● **Quoted passage**
───
6. Question Generation

Module: datasculpt.pipeline

Input: Shape result, grain, role assignments, config

Output: list[Question]

Responsibilities: - Generate shape question if ambiguous - Generate grain question if low confidence - Generate role questions if uncertain - Build question choices with scores

7. Decision Recording

Module: datasculpt.pipeline

Input: All inference results

Output: DecisionRecord

Responsibilities: - Generate unique decision ID - Capture timestamp - Store all hypotheses with scores - Store all evidence - Link questions and answers

8. Proposal Generation

Module: datasculpt.pipeline

Input: Decision record

Output: InvariantProposal

Responsibilities: - Map shape to DatasetKind - Build column specifications - Generate warnings - List required confirmations - Link to decision record

Data Flow

flowchart LR
    A[infer] --> B[intake_file]
    B --> C[extract_evidence]
    C --> D[assign_roles]
    D --> E[detect_shape]
    E --> F[infer_grain]
    F --> G[InferenceResult]

Module Dependencies

flowchart TD
    A[pipeline.py] --> B[intake.py]
    A --> C[core/]
    C --> D[evidence.py]
    C --> E[roles.py]
    C --> F[shapes.py]
    C --> G[grain.py]
    C --> H[types.py]

Core modules have no dependencies on each other except types.py. This allows testing each stage independently.
───
● **Dataset entries**
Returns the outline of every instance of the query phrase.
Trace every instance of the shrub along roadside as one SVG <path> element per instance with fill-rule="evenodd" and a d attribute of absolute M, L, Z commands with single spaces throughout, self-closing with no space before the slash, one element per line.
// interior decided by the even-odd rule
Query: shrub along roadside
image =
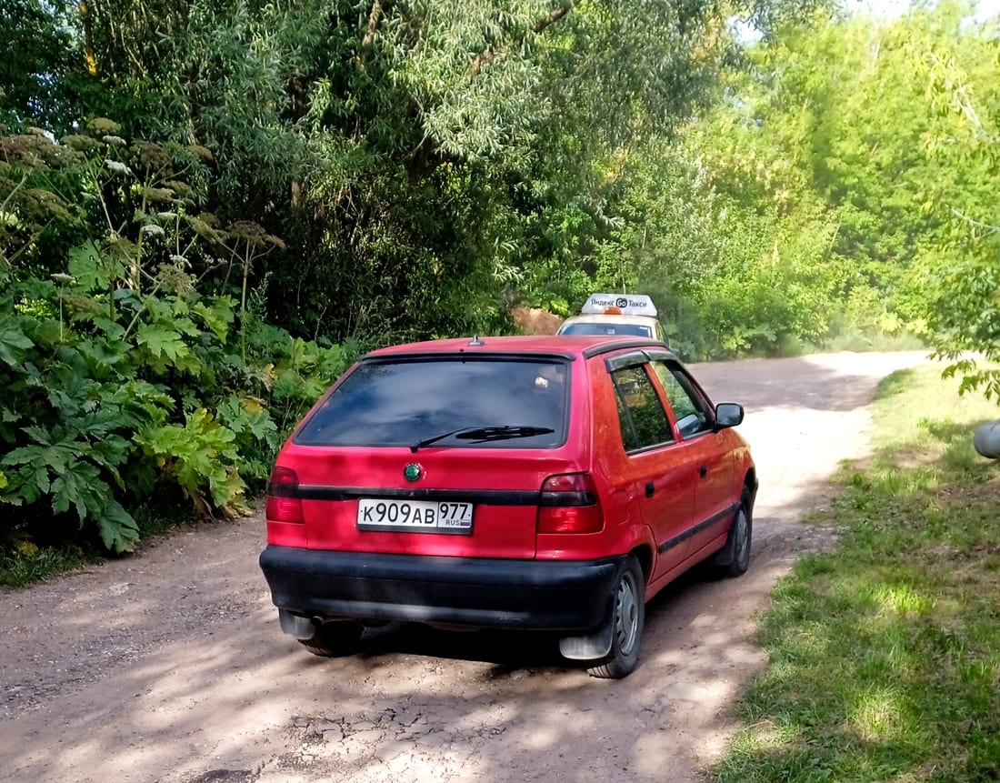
───
● **Exercises**
[1] Repeat the pipeline documentation from "Module Dependencies" to "each stage independently.".
[2] According to the pipeline documentation, what input does the Decision Recording stage take?
The items have nothing to do with the pipeline documentation.

● **Answers to the exercise**
[1]
Module Dependencies

flowchart TD
    A[pipeline.py] --> B[intake.py]
    A --> C[core/]
    C --> D[evidence.py]
    C --> E[roles.py]
    C --> F[shapes.py]
    C --> G[grain.py]
    C --> H[types.py]

Core modules have no dependencies on each other except types.py. This allows testing each stage independently.

[2] All inference results.